STATED PROBLEM:
In the part that opens with the line containing "shape point(158, 346)" and closes with the line containing "point(89, 101)", switch every "cheese" to "cheddar" and give back only those lines, with nothing else changed. Leave the pictures out.

DATASET:

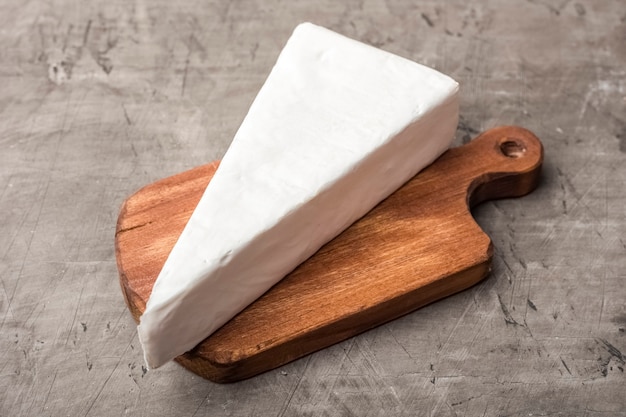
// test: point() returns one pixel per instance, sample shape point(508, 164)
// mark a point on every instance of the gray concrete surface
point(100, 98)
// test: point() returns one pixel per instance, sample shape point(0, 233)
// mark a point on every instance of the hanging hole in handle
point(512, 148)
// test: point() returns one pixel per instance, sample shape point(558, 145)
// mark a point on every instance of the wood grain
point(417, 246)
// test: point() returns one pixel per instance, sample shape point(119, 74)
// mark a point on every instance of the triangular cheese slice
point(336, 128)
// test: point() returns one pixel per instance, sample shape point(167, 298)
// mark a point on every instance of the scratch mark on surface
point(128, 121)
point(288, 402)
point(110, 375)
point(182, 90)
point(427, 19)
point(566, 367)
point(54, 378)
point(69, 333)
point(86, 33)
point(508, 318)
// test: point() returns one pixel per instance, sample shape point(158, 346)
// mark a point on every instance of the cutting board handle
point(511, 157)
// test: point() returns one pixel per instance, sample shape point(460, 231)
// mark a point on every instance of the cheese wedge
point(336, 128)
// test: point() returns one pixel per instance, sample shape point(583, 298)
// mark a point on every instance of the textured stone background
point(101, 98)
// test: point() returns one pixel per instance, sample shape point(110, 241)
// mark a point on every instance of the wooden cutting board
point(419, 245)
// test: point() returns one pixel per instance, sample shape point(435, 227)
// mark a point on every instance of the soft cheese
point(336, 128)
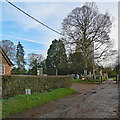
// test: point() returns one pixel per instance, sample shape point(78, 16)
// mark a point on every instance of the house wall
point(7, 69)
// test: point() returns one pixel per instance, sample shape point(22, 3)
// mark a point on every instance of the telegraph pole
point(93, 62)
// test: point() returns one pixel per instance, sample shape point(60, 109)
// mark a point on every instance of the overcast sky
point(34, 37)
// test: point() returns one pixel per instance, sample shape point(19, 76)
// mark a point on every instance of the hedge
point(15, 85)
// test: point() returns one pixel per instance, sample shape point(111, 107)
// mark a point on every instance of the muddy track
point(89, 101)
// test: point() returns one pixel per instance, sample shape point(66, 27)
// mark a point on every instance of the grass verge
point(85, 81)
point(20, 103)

==

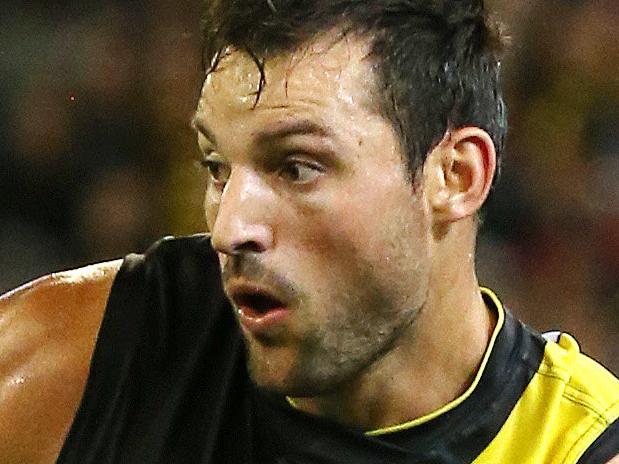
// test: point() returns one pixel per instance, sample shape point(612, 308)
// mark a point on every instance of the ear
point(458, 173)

FINISHED ANSWER:
// test: point() returns one pixel per instance, sample shape point(158, 346)
// mark a point on every instance of the cutting board handle
point(511, 157)
// test: point() returns one pixel per instance, sample shape point(460, 231)
// mark a point on every instance of the cheddar wedge
point(336, 128)
// test: point() returns one pixel per instance, sample shape point(583, 298)
// mark a point on every instance of the textured stone background
point(101, 98)
// test: point() returns one pixel per instance, sample shape point(110, 241)
// mark a point on every instance of the wooden cutting board
point(419, 245)
// test: point() returns one pixel per instance, sample shape point(435, 227)
// mark a point on every instance of the soft cheddar
point(336, 128)
// test: point() returns one pixel per instance, sample shape point(78, 16)
// mark a point on every instance of the house wall
point(7, 69)
// test: point() returns one pixel per instance, sample shape point(22, 3)
// mark a point on every instance of the telegraph pole
point(93, 62)
// test: point() returns one pixel per instance, sample shape point(60, 109)
// mark a point on every instance of the overcast sky
point(34, 37)
// test: point() returns one pixel per instance, sample shape point(19, 76)
// mark a point on every instance of the hedge
point(15, 85)
// test: point() returns one pixel per instance, sample shape point(111, 107)
// mark a point on every instance of the muddy track
point(89, 101)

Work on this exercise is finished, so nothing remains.